• **Exercise prompt**
Rewrite the listing, starting at its first line and ending at the line that contains "141], [271, 129]]", with both of those lines included and nothing past it. Keep the requests as they are, and multiply every outline coordinate in the answers by 1.15, rounding each to a whole number with halves going up.

• **Supplied records**
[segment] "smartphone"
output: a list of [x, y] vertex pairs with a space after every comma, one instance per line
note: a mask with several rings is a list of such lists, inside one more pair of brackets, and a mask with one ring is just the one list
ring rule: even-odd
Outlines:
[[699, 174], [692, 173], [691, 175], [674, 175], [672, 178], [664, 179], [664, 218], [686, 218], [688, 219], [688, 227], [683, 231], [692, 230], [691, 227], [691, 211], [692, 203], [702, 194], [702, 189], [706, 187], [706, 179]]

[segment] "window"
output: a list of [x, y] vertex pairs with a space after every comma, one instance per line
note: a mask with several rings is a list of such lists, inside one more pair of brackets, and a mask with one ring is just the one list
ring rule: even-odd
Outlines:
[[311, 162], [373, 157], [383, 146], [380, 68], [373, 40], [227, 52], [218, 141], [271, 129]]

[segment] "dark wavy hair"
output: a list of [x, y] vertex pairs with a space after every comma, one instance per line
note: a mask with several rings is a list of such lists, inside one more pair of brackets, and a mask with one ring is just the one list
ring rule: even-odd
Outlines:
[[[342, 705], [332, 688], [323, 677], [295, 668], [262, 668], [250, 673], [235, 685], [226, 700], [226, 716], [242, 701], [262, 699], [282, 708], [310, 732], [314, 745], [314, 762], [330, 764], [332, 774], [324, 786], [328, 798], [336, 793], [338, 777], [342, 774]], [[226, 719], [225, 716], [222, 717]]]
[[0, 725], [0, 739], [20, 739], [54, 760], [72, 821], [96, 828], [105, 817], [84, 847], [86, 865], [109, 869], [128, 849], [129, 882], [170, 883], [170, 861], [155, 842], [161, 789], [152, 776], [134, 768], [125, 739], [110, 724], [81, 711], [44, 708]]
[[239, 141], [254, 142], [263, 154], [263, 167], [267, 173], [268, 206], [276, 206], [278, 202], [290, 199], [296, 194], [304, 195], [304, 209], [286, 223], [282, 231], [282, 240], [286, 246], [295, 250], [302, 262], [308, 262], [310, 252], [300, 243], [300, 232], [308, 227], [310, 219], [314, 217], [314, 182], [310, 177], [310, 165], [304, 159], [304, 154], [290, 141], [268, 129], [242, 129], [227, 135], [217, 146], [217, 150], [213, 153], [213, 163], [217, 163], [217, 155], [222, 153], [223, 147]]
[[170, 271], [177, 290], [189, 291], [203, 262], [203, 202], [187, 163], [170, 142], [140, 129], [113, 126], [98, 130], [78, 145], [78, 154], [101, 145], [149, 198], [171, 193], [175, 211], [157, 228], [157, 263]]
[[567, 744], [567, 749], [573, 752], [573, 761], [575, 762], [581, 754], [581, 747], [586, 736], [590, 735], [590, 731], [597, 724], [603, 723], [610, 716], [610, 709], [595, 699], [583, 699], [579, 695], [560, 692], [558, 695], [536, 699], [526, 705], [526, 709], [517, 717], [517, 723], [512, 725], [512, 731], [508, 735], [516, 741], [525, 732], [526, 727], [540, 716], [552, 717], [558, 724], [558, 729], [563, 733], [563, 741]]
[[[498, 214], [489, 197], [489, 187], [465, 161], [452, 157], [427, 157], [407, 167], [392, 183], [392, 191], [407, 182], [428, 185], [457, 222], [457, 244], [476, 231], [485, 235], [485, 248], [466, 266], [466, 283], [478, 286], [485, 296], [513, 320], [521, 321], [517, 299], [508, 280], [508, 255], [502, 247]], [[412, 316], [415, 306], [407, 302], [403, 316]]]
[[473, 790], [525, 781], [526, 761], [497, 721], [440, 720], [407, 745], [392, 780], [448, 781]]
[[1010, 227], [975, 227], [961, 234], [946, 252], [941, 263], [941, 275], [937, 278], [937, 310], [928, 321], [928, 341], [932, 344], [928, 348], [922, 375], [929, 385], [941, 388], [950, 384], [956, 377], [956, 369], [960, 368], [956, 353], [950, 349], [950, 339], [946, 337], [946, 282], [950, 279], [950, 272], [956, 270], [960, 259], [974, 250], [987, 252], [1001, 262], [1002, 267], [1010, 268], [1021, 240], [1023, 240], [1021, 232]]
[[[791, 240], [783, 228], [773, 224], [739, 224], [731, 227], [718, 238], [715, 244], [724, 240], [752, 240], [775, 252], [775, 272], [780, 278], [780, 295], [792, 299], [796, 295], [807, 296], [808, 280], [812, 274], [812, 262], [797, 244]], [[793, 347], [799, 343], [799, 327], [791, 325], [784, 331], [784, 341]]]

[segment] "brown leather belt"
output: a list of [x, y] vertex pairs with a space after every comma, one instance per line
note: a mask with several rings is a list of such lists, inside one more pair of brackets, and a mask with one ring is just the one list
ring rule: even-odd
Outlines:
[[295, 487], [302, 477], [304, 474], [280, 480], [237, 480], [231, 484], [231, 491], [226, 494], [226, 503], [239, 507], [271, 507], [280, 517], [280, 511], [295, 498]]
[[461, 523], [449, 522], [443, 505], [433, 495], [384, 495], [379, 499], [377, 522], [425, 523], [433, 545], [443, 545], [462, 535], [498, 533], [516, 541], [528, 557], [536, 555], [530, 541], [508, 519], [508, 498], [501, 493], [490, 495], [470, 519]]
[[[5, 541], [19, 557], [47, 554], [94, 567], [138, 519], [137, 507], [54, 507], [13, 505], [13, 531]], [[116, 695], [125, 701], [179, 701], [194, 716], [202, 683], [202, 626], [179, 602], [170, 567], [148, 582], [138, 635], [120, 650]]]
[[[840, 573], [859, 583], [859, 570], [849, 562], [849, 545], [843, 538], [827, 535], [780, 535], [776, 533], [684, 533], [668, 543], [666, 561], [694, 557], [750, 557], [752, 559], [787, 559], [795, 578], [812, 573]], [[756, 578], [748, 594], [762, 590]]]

• **Correct output**
[segment] "smartphone"
output: a list of [x, y] vertex pairs with a space after every comma, one instance per line
note: a mask with several rings is a list of such lists, inside one more pair of brackets, and a mask with one ring is just the one list
ring rule: even-odd
Outlines:
[[804, 200], [796, 199], [795, 201], [775, 201], [773, 205], [764, 206], [764, 251], [789, 251], [791, 252], [791, 261], [785, 266], [796, 265], [795, 261], [795, 243], [796, 233], [807, 223], [807, 217], [812, 215], [812, 206]]

[segment] "window"
output: a list of [x, y] vertex pairs with a space after every comma, one instance per line
note: a mask with several rings is a list of such lists, inside one more pair of brackets, and a mask with one ring is just the one list
ring rule: even-odd
Outlines:
[[358, 186], [429, 181], [440, 168], [437, 78], [429, 46], [261, 60], [251, 162], [312, 148]]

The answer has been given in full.